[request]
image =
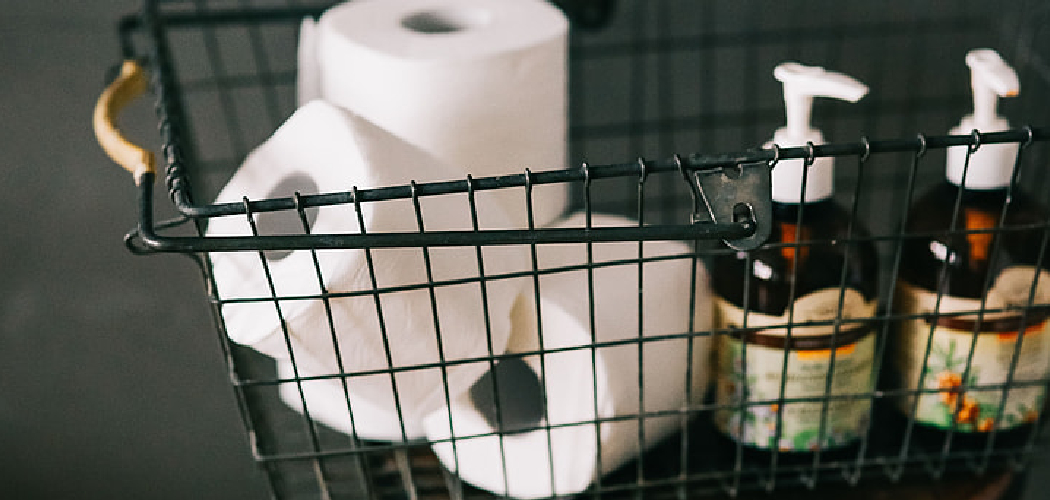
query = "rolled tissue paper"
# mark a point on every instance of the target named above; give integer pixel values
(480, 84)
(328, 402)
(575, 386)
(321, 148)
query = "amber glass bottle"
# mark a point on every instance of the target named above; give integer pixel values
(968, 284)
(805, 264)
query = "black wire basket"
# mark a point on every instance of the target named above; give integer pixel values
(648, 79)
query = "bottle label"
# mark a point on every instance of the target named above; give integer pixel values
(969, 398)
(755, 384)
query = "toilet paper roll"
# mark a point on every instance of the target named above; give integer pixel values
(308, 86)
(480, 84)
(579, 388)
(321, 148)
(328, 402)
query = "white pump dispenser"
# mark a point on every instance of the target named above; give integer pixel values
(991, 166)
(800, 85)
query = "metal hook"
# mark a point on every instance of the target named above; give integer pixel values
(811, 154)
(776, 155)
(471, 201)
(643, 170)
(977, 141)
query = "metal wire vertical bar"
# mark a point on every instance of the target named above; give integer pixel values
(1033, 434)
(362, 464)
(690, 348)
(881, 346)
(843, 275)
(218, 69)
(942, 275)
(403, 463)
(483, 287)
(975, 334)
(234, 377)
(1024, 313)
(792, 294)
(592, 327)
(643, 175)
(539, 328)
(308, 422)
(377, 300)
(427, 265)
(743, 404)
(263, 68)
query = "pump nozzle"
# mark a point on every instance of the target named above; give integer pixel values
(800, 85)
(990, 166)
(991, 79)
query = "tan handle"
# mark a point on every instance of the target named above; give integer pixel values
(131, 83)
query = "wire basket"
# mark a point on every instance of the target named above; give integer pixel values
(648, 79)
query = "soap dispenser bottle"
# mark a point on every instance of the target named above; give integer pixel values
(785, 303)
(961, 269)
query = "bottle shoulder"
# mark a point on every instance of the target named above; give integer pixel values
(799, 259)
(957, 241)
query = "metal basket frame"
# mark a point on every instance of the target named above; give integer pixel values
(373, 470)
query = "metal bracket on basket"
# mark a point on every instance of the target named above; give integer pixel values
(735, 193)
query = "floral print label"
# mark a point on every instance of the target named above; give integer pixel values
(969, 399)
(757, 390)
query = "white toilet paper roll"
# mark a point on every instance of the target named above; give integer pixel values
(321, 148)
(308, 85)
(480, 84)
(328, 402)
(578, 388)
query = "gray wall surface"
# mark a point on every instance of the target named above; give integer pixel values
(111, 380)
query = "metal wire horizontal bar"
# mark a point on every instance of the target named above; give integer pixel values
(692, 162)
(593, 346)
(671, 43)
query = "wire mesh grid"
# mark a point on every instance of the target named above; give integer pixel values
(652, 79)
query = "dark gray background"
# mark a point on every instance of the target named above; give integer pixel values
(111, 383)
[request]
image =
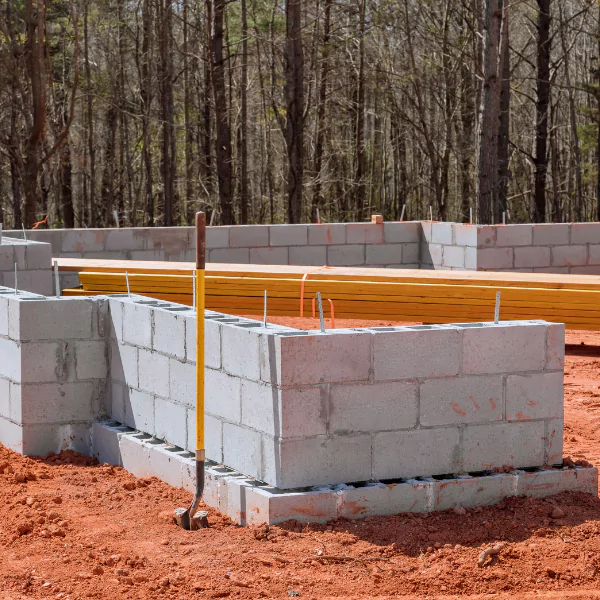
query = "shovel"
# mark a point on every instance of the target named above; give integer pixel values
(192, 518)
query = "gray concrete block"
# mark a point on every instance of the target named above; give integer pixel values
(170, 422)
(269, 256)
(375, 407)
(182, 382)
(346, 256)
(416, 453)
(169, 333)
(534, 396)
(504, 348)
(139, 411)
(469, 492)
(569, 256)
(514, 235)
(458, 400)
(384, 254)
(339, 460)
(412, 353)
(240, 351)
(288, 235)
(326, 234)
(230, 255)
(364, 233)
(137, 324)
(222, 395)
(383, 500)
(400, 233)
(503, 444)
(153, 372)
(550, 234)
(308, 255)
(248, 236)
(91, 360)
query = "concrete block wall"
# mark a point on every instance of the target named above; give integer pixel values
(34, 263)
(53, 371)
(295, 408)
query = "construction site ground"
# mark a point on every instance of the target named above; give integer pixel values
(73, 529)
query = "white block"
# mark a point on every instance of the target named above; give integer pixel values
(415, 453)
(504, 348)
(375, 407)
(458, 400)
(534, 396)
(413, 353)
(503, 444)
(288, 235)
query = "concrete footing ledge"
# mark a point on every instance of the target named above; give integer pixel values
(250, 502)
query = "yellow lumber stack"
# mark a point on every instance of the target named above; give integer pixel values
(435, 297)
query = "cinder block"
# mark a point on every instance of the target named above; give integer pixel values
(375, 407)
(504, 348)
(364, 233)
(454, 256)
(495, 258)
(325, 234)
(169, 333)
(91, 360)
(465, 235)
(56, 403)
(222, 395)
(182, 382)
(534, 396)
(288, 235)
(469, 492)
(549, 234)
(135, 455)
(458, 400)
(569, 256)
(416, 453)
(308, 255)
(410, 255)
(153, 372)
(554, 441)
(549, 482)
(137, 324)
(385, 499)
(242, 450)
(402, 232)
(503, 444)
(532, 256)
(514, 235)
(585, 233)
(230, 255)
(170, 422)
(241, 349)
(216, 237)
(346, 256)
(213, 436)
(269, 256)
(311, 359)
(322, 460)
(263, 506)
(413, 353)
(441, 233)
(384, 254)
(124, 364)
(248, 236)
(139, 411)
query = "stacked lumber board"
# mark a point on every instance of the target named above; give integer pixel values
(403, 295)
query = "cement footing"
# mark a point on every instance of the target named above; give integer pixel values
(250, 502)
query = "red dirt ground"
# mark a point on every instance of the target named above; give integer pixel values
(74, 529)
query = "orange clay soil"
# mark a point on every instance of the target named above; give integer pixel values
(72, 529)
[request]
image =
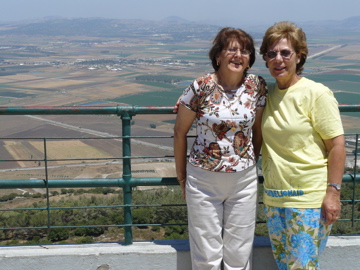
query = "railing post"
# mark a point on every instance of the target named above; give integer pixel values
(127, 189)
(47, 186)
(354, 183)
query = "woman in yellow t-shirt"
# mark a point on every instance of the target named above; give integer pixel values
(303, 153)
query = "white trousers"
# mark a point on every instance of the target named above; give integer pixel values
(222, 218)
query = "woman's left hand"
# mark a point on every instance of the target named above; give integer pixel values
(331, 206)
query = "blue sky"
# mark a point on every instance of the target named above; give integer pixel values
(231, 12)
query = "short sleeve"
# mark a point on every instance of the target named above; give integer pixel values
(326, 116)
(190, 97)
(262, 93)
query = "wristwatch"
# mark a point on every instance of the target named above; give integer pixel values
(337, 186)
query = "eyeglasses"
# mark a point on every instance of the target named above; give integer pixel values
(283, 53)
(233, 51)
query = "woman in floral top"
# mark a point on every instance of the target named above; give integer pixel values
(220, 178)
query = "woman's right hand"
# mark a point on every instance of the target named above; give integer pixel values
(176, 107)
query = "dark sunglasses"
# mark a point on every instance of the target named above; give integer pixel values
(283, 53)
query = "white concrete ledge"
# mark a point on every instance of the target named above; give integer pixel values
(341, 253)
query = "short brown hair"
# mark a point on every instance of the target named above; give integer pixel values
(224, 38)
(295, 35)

#### [TASK REQUIREMENTS]
Repeat the data exactly, excluding the pictures.

#### [RESULT FOR THIS EXERCISE]
[request]
image =
query = "rolled tissue paper"
# mark a point on every instance of the target named above; give integer pixel values
(480, 84)
(328, 402)
(575, 386)
(321, 148)
query = "amber glass bottle"
# mark a point on every instance of the target named above; give integer pixel values
(968, 284)
(805, 264)
query = "black wire basket"
# mark a point on every instance of the target named above; give integer pixel values
(648, 79)
query = "bottle label"
# mark a point on every instance of the target named above; give integer pixel values
(969, 398)
(755, 384)
query = "toilet paper roll"
# mark a point on every instance of the target named above; give integer pixel values
(308, 86)
(480, 84)
(579, 388)
(321, 148)
(328, 402)
query = "white pump dispenser"
# mark a point on every instance of the target named above; give integer pixel values
(991, 166)
(800, 85)
query = "metal hook"
# mark a point on every instance of the target named above; give integer pixel values
(811, 154)
(776, 155)
(471, 201)
(643, 170)
(977, 141)
query = "metal wire vertical bar"
# mark a point on every instance of the target named above; give integer pixel values
(1033, 434)
(362, 464)
(690, 348)
(881, 346)
(843, 275)
(218, 69)
(942, 275)
(403, 463)
(483, 287)
(975, 334)
(234, 377)
(1024, 313)
(792, 294)
(592, 327)
(643, 175)
(539, 328)
(308, 422)
(377, 300)
(427, 265)
(743, 404)
(263, 68)
query = "pump nozzle"
# mark a point on every instance of the target named above; give integer pixel values
(800, 85)
(990, 166)
(991, 79)
query = "tan handle"
# mark a point on every instance of the target named above; give integer pixel values
(131, 83)
query = "wire basket"
# mark a point on every instance of the target named above; give integer pixel values
(648, 79)
query = "soap dispenser bottle"
# mark a point on every instance of the target named above; give integer pixel values
(785, 303)
(961, 269)
query = "bottle shoulder"
# mark a point on every instance of the target named above; give integer pixel values
(799, 259)
(957, 241)
query = "metal basket frame"
# mark a point on every instance of the target named above; give integer pixel values
(373, 470)
query = "metal bracket on basket"
# mark a point on every instance of the target named above; give integer pixel values
(735, 193)
query = "floral print label"
# mark a point on every instance of the target named above; give integer pixel values
(969, 399)
(757, 390)
query = "white toilet paper roll"
# mark a point on every instance of the target named above; give integer pixel values
(321, 148)
(308, 85)
(480, 84)
(328, 402)
(578, 388)
query = "gray wall surface"
# mark a point on every instance of the target named above; give integer pixel values
(111, 380)
query = "metal wire horizontal bar"
# mark a point on every instance of the target named above; give integer pixel values
(692, 162)
(593, 346)
(671, 43)
query = "wire mesh grid"
# mark a point on every instance of the target named above; give integer pixel values
(652, 79)
query = "dark gray background"
# mark a point on every instance of the target named above; give integer pixel values
(111, 383)
[request]
image =
query = "shovel"
# mark a point on every instance of the target named above; give integer pixel values
(192, 518)
query = "gray concrete block"
# mark a point on every instance of the target named above; give integer pixel values
(170, 422)
(269, 256)
(375, 407)
(182, 382)
(346, 256)
(416, 453)
(169, 333)
(534, 396)
(504, 348)
(139, 411)
(469, 492)
(569, 256)
(514, 235)
(458, 400)
(384, 254)
(339, 460)
(412, 353)
(240, 351)
(288, 235)
(326, 234)
(230, 255)
(364, 233)
(137, 324)
(222, 395)
(383, 500)
(400, 233)
(503, 444)
(153, 372)
(550, 234)
(308, 255)
(248, 236)
(91, 360)
query = "concrete block wall"
# mark a point on every instance of the target named above; give integer pixel values
(34, 263)
(53, 371)
(295, 408)
query = "construction site ground"
# mark a point on every instance of the target named above; give integer pixel values
(73, 529)
query = "white block"
# mark a point on every instance of the target named above; give integer pixel values
(415, 453)
(504, 348)
(375, 407)
(458, 400)
(534, 396)
(413, 353)
(503, 444)
(288, 235)
query = "concrete footing ledge"
# mark a point on every instance of the target named above; give integer pixel values
(250, 502)
query = "yellow lumber stack"
# mark a point on every instance of the target named above; give integer pixel values
(435, 297)
query = "cinder block"
# mark a point on every instance of the target named above; give integer pixel values
(375, 407)
(504, 348)
(364, 233)
(454, 256)
(495, 258)
(325, 234)
(169, 333)
(91, 360)
(465, 235)
(56, 403)
(222, 395)
(182, 382)
(534, 396)
(288, 235)
(469, 492)
(549, 234)
(135, 455)
(458, 400)
(569, 256)
(416, 453)
(308, 255)
(410, 255)
(153, 372)
(554, 441)
(549, 482)
(137, 324)
(385, 499)
(242, 450)
(402, 232)
(503, 444)
(532, 256)
(514, 235)
(585, 233)
(230, 255)
(170, 422)
(241, 349)
(216, 237)
(346, 256)
(213, 436)
(269, 256)
(311, 359)
(322, 460)
(263, 506)
(413, 353)
(441, 233)
(384, 254)
(124, 364)
(248, 236)
(139, 411)
query = "stacked lumber board"
# mark a point on every instance of the target named above; give integer pixel values
(403, 295)
query = "cement footing"
# mark a point on every instance of the target named above; give integer pixel values
(250, 502)
query = "red dirt ground"
# mark a point on every instance of the target named above; give integer pixel values
(74, 529)
query = "orange clay soil"
# mark a point on every instance of the target named above; give integer pixel values
(72, 529)
[request]
image =
query = "railing post"
# mark a point on every instance of the target named above; give integer pixel values
(127, 189)
(47, 186)
(354, 183)
query = "woman in yellow t-shirt"
# mark a point on every instance of the target named above; give integer pixel values
(303, 153)
query = "white trousers"
# mark a point on every instance of the target named above; give integer pixel values
(222, 218)
query = "woman's left hand"
# mark a point on every instance of the target named above; give integer pixel values
(331, 206)
query = "blue sky"
# mark a point on every instance of the target named above; give integer pixel values
(231, 12)
query = "short sleeve"
# mark a point on every instance of the target named above; give integer pixel values
(326, 116)
(190, 97)
(262, 93)
query = "wristwatch"
# mark a point on every instance of the target named above; give integer pixel values
(337, 186)
query = "eyeglasses"
# mark a point on every instance of the target named above; give integer pixel values
(283, 53)
(233, 51)
query = "woman in floral top"
# mark a point on every instance of the target named above; give integer pixel values
(220, 178)
query = "woman's right hand"
# mark a point on every instance of the target named above; give integer pixel values
(176, 107)
query = "dark sunglasses"
# mark a point on every instance of the target named above; give integer pixel values
(283, 53)
query = "white concrete ledge"
# mark a point on every instance of the target named above; give integer pixel values
(341, 253)
query = "short brown hair"
# mark a point on every instance of the target named above; give integer pixel values
(224, 38)
(295, 35)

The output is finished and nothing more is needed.